_TO BE DONE_: Edit the stretch of items from the line that contains "Could you please locate the green grass" through the line that contains "xmin=285 ymin=0 xmax=600 ymax=369" by replacing "wolf's fur" with "wolf's coat", keeping everything else the same. Return only those lines.

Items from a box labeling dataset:
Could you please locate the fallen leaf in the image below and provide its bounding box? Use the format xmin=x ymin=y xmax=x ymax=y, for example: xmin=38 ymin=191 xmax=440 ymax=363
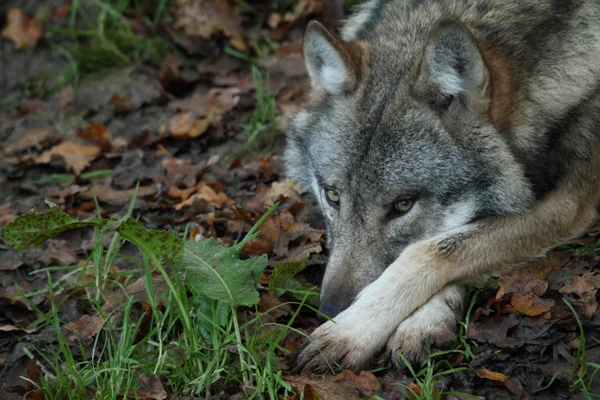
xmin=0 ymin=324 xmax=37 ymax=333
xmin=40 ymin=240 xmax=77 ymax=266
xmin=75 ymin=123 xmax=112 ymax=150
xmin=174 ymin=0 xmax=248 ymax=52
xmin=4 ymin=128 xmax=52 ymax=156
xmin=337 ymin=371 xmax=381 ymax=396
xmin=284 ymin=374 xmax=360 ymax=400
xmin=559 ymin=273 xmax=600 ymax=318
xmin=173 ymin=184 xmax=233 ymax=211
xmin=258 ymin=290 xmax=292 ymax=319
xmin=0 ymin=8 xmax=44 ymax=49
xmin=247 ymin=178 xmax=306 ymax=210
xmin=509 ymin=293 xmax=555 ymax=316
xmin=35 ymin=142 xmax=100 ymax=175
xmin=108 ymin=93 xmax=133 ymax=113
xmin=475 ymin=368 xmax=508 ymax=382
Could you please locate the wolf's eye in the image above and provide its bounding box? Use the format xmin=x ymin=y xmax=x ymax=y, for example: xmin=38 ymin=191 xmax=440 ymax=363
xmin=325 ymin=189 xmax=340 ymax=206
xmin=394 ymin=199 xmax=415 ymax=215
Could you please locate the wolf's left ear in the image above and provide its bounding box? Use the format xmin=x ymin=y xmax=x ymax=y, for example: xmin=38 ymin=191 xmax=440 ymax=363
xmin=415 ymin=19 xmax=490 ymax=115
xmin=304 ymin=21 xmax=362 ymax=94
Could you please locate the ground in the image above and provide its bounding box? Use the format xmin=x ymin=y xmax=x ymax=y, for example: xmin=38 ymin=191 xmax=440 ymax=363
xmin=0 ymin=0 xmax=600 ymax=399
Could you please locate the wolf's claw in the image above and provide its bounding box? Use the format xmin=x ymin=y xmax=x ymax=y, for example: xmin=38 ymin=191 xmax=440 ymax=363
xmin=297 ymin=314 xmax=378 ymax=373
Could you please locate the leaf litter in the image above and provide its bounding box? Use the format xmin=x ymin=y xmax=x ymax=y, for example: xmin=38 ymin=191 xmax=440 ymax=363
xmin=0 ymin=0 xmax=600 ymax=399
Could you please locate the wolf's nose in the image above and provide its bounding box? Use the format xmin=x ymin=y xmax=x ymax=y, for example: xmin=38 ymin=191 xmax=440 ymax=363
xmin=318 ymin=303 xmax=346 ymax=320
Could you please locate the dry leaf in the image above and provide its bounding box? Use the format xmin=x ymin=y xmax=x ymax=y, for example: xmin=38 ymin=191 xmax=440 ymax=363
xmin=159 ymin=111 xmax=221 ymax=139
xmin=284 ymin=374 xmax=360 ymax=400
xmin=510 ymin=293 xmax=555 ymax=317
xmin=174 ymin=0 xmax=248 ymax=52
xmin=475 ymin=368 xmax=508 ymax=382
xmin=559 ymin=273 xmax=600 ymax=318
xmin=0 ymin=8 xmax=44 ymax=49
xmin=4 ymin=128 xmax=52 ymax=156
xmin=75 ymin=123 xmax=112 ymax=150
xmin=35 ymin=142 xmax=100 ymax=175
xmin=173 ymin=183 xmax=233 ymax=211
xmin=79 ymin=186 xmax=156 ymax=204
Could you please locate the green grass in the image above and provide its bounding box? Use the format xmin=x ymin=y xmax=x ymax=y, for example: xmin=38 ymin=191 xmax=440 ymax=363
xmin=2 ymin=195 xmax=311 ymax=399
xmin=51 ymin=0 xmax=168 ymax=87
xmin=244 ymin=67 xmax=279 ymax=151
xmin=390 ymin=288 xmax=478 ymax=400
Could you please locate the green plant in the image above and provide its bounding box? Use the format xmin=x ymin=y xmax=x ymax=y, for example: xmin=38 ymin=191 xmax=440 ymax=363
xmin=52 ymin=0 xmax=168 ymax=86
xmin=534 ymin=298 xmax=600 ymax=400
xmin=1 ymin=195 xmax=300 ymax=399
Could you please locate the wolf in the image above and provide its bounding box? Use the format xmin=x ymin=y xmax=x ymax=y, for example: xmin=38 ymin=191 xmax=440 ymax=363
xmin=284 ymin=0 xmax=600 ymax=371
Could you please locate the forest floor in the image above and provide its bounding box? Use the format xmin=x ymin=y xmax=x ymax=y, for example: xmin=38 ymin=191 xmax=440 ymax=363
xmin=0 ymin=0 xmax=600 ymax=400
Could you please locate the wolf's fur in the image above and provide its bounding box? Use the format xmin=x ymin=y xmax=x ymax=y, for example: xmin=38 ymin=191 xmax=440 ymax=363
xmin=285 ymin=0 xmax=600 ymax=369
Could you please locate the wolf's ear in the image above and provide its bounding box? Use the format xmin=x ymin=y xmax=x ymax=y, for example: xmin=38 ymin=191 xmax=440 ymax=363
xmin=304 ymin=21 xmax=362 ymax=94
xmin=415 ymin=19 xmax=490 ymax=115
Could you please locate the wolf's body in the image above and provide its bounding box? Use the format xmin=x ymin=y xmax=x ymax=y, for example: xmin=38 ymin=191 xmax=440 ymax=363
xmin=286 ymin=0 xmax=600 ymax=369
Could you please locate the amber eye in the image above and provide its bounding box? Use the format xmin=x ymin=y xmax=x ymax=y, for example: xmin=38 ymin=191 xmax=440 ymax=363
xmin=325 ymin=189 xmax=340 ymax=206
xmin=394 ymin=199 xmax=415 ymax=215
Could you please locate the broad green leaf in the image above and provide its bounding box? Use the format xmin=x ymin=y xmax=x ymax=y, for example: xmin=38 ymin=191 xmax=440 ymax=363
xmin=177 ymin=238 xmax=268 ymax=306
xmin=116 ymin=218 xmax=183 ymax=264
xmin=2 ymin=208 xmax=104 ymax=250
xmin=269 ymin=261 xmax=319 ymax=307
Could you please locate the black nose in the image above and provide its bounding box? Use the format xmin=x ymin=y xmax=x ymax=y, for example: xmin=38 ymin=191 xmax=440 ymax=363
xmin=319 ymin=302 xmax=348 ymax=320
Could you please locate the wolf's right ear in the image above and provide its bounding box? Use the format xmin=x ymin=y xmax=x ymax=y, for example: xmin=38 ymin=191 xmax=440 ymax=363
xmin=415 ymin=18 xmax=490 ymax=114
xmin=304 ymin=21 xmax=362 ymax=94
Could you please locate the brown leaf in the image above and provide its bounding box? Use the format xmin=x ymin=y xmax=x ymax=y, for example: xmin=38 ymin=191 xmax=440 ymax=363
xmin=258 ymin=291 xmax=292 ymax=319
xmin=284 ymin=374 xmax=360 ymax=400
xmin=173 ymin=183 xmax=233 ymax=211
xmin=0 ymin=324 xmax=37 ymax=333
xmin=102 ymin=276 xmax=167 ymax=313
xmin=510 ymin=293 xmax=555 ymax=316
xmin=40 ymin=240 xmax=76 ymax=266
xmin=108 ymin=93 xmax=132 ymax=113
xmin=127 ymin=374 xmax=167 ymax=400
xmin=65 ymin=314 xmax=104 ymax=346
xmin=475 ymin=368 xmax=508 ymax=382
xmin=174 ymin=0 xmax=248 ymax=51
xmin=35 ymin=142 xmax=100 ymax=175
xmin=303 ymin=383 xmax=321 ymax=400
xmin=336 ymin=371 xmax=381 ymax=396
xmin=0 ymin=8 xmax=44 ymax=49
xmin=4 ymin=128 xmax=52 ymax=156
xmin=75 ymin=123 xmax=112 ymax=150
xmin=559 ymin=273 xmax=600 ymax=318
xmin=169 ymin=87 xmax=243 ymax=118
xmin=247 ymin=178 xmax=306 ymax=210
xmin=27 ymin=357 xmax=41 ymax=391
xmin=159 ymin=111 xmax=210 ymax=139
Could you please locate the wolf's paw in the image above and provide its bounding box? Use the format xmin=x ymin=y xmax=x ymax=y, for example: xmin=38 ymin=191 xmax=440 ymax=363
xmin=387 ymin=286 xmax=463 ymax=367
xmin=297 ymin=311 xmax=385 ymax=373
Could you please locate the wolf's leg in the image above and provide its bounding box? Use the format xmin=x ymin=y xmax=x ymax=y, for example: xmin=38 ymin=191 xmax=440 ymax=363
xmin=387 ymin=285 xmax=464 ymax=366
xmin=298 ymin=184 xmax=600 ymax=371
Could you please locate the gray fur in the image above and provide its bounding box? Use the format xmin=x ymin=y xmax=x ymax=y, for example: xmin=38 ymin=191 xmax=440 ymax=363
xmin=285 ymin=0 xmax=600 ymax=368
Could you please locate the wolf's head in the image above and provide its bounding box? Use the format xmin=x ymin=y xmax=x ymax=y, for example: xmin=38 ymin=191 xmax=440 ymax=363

_RESULT OF THIS EXERCISE_:
Could you please locate the green grass in the image above and provide its bounding box? Use the format xmin=x ymin=y xmax=x ymax=y, for example: xmin=38 ymin=191 xmax=440 ymax=363
xmin=2 ymin=195 xmax=311 ymax=399
xmin=51 ymin=0 xmax=168 ymax=87
xmin=244 ymin=67 xmax=279 ymax=151
xmin=390 ymin=288 xmax=478 ymax=400
Could you please locate the green plant in the image above and provide its bounding box? Use the format xmin=x ymin=y xmax=x ymax=y, for example: xmin=38 ymin=191 xmax=440 ymax=363
xmin=52 ymin=0 xmax=168 ymax=86
xmin=534 ymin=298 xmax=600 ymax=400
xmin=1 ymin=195 xmax=300 ymax=399
Could you please locate the wolf in the image above and provide its bounding box? Use the format xmin=x ymin=y xmax=x ymax=y, for example: xmin=38 ymin=191 xmax=440 ymax=363
xmin=284 ymin=0 xmax=600 ymax=371
Could you please locate the forest floor in the image above and provide its bounding box? Use the format xmin=x ymin=y xmax=x ymax=y, for example: xmin=38 ymin=191 xmax=440 ymax=363
xmin=0 ymin=0 xmax=600 ymax=400
Could you please locate the wolf's coat in the image above and provide its bounding box? Use the format xmin=x ymin=y xmax=x ymax=y, for example: xmin=38 ymin=191 xmax=440 ymax=363
xmin=285 ymin=0 xmax=600 ymax=369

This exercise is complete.